Referring expression pointing data:
——————————
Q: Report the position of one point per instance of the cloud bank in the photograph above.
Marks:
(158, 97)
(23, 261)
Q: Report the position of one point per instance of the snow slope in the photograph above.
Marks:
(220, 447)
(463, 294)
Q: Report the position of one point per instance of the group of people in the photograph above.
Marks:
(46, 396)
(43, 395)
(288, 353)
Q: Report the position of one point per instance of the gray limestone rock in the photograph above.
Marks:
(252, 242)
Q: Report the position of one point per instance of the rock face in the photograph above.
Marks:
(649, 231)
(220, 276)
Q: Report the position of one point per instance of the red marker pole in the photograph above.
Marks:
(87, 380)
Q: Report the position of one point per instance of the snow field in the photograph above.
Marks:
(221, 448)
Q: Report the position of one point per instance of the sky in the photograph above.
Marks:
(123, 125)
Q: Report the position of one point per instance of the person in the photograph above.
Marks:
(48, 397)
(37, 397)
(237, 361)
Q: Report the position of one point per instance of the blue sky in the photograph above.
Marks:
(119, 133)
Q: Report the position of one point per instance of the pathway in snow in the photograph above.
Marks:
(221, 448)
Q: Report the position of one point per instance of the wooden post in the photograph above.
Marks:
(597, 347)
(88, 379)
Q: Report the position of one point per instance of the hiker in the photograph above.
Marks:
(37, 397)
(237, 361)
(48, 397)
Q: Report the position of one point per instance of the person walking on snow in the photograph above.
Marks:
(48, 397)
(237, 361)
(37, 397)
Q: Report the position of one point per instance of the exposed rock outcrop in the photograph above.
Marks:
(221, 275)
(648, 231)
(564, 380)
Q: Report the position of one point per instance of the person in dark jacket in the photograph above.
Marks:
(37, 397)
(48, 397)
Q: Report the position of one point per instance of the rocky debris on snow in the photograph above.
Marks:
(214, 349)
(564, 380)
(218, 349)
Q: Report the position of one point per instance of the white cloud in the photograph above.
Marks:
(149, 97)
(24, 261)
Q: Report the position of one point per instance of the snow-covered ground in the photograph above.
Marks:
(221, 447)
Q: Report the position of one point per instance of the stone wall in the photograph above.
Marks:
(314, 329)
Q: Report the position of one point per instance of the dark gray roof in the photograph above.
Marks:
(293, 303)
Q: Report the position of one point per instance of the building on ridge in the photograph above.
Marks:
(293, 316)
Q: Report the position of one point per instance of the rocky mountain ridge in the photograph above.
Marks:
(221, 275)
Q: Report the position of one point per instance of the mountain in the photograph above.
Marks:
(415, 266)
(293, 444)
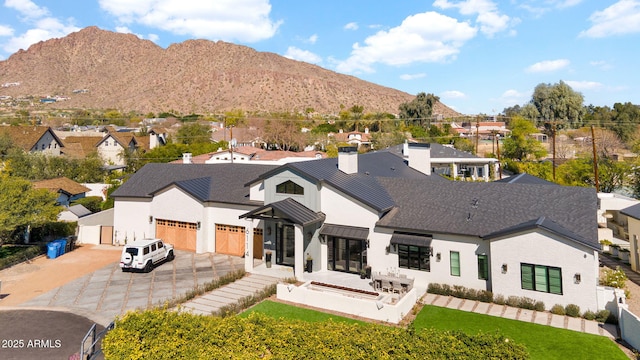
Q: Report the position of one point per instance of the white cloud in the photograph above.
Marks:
(412, 76)
(453, 94)
(312, 39)
(27, 8)
(424, 37)
(302, 55)
(603, 65)
(620, 18)
(548, 65)
(351, 26)
(6, 30)
(246, 20)
(44, 27)
(490, 20)
(584, 85)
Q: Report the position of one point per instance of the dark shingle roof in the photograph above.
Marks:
(362, 185)
(633, 211)
(225, 181)
(481, 209)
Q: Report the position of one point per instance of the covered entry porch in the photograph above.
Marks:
(290, 233)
——————————
Nothing but a number belongs in the answer, namely how many lines above include "rocky".

● Finished exercise
2